◆ **Selected text**:
There was a marked tendency in England too, for books that were a by-product of cookery schools. Hannah Woolley and her husband were involved in education, although not specifically instructing in domestic economy; so too was the anonymous author of The Young Lady’s Companion of 1734 who stated she was a ‘Gentlewoman who formerly kept a boarding school’. But the first avowed cookery instructor was Edward Kidder, who kept a school of pastry work and cookery in London and whose recipes were printed some time in the 1730s. As well as enrolling as a pupil, readers could be taught by him in their own homes. A copy that came on the market not long ago was inscribed by the original owner, ‘Her book, February 12th 1734 the day I began learning of Mr Kidder’ – showing that not all his pupils were unlettered servants, but their literate mistresses too. Such works appear regularly through the century, not just in London but in provincial centres such as Newcastle and Edinburgh. The most significant female cookery author of the later part of the century, Elizabeth Raffald, herself ran a cookery school in and around Manchester. Such forays into education were not evident in France until a century later, although all our original quartet were eloquent on the need to teach domestic economy to young girls raised in less useful arts.

Another contrast between Britain and France at this time was not that the French simply produced fewer cookery books than the Scots and English, but that theirs were in vast majority published in either Paris or Lyon while in England there were a surprising number put out by printers in provincial centres such as Leeds, Newcastle, Manchester and Edinburgh, even if London was still pre-eminent. A reflection, perhaps, of the growing prosperity of soon-to-be industrial heartlands, where a new reading public was emerging; and a reflection too of the larger number of titles being published.

What is interesting in the work of our quartet of French women writing on domestic economy is that many of their concerns mirrored those of English women authors some forty or fifty years before. One thing, however, did set them at odds with the British experience. They all wrote with particular emphasis on the country-dweller: La Maison de campagne, Recueil pratique d’économie rurale et domestique, Manuel des habitans de la campagne, Maison rustique des dames. In a later edition of his Cuisinière de la campagne et de la ville, Louis-Eustache Audot remarked that the success of his book, first printed in 1818, prompted many publishers to retitle their old properties to include reference to country matters. This emphasis on the countryside was not replicated in England: reference to the country housewife, hitherto common, died out in the 1750s with the wonderful book by William Ellis, The Country Housewife’s Family Companion. Thereafter, the majority of titles were expressly written for urban households. In part, the French tilt towards the country was due to three of these women being closely involved with the reform and renewal of French agriculture, as executants, not mere onlookers. Hence Millet-Robinet’s rationale for writing her book was to fit young women for a farming life, to equip them with the skill and knowledge to become brides to an otherwise frustrated cohort of bachelor farmers.

◆ **Problem description**: Retype the cookery-book passage word for word between "Another contrast between" and "titles being published.", inclusive. The items that follow come from a separate source unrelated to the cookery-book passage.

◆ **Records supplied**:
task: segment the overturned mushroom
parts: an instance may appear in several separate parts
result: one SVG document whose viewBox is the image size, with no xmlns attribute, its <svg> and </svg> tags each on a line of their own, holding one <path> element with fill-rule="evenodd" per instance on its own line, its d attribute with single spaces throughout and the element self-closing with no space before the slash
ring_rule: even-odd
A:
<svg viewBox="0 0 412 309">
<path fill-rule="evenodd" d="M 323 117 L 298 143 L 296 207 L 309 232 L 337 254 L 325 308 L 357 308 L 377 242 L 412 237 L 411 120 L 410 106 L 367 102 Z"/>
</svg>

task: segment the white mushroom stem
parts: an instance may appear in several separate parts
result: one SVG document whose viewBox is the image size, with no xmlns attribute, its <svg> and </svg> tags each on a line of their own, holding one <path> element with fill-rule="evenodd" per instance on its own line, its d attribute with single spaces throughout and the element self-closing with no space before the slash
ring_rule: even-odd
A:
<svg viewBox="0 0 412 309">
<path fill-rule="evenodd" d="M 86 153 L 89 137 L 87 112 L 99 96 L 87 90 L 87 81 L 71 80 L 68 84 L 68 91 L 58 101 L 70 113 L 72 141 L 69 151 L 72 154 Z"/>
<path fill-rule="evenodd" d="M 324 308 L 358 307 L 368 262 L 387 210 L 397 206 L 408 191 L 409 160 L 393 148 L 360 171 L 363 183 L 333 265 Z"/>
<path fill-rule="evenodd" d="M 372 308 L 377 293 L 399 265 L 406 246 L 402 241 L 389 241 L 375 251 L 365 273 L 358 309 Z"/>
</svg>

◆ **Solution to this exercise**:
Another contrast between Britain and France at this time was not that the French simply produced fewer cookery books than the Scots and English, but that theirs were in vast majority published in either Paris or Lyon while in England there were a surprising number put out by printers in provincial centres such as Leeds, Newcastle, Manchester and Edinburgh, even if London was still pre-eminent. A reflection, perhaps, of the growing prosperity of soon-to-be industrial heartlands, where a new reading public was emerging; and a reflection too of the larger number of titles being published.